Stated task
Copy out, word for word, the lines of the data from the one that contains "of the elderly" through the final line of the data, both ends included.
= = =
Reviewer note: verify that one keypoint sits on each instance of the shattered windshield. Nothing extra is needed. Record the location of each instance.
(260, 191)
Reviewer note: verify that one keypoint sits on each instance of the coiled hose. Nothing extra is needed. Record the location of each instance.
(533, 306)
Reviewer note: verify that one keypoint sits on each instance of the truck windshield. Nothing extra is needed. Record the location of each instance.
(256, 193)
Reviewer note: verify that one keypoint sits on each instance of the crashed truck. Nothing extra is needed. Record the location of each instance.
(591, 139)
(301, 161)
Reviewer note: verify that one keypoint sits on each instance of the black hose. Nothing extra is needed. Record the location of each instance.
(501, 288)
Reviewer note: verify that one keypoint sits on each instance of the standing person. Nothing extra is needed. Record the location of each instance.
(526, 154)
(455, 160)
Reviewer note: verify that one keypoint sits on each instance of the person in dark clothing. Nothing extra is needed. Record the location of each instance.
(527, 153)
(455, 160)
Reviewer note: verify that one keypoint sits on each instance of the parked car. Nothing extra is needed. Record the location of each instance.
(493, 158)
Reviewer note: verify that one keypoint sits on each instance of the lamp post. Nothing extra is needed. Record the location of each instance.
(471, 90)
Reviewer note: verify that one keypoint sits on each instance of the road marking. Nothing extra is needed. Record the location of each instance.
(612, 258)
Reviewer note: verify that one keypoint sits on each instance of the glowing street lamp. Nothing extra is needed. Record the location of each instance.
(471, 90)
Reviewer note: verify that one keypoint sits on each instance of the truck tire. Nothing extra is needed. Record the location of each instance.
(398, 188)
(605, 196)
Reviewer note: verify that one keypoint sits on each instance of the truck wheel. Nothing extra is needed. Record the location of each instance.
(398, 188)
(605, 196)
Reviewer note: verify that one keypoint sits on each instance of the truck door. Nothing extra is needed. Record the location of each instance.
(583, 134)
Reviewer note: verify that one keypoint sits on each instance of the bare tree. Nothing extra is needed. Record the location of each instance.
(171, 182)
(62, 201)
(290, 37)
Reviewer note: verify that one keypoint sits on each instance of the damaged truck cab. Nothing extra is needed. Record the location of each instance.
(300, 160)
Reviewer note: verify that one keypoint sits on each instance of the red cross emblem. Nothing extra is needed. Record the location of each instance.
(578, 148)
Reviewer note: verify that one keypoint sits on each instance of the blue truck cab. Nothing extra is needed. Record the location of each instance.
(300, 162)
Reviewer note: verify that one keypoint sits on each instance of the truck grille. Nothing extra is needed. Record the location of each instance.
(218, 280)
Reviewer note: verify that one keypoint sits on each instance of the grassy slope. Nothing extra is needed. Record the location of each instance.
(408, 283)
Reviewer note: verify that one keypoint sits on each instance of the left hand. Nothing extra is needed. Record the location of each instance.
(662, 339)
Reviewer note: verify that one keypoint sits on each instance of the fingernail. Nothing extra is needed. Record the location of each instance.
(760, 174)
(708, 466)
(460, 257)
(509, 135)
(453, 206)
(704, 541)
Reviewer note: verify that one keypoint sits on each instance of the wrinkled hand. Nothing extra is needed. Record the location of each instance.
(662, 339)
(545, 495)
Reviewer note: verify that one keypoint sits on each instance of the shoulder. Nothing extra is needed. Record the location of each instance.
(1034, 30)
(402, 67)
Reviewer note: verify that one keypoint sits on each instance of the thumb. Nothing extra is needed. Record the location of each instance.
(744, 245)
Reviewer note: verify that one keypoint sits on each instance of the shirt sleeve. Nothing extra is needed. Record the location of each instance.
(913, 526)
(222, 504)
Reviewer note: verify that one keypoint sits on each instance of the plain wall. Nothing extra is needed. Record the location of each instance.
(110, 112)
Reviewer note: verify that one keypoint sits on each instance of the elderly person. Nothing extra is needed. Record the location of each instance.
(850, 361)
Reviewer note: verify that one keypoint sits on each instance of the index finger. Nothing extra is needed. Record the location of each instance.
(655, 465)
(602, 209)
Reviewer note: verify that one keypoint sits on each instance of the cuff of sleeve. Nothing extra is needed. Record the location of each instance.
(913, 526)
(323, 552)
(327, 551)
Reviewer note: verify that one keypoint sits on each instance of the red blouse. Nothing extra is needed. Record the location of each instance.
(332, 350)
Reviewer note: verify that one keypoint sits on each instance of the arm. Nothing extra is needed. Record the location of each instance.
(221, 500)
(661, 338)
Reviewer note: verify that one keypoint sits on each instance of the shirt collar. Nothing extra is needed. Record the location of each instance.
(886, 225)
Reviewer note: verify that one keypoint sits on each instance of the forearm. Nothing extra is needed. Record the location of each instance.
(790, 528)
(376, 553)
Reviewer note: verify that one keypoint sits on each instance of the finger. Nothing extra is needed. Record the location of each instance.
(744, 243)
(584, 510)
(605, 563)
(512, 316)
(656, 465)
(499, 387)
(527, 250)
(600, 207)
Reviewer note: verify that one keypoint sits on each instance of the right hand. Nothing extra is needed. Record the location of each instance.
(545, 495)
= = =
Exercise solution
Reviewer note: verify that one keypoint sits on each instance of the elderly person. Nothing extra is needed. Record the location of each instance.
(850, 361)
Reviewer note: verify that one keypoint sits on each instance of the index finger. Nothing extra is needed. Record the location of each instance.
(655, 465)
(602, 209)
Reviewer note: verify that one keypoint sits on each instance of the cuff of sleeve. Nothing extra is needed. Record the location of each instance.
(913, 526)
(323, 552)
(327, 551)
Reviewer note: verify that one keypoint sits on each instance of the red blouse. Nothing extra is needed. Record the location of each instance.
(332, 350)
Reviewer note: verify that one keypoint sits on each instance of the arm. Nothing extra is needed. Record the location of each instance.
(221, 500)
(661, 338)
Reviewer note: verify that one keypoint sits on each instance of the shirt collar. Nothing extra is needed. Record the location of each instance.
(886, 225)
Reviewer note: verify that one keypoint sits on each instance of the forearm. Nothing extra is needed. Record the location of each instance.
(790, 528)
(376, 553)
Reviewer note: verify that one keypoint sits on each instance of the finger. Nothing extra is needed. Record the location of each instance.
(744, 243)
(584, 510)
(605, 563)
(512, 316)
(656, 465)
(499, 387)
(527, 250)
(600, 207)
Reviewer note: verify that one keypoint sits on each instance of the right hand. Nothing extra is needed. Record the location of each instance.
(545, 495)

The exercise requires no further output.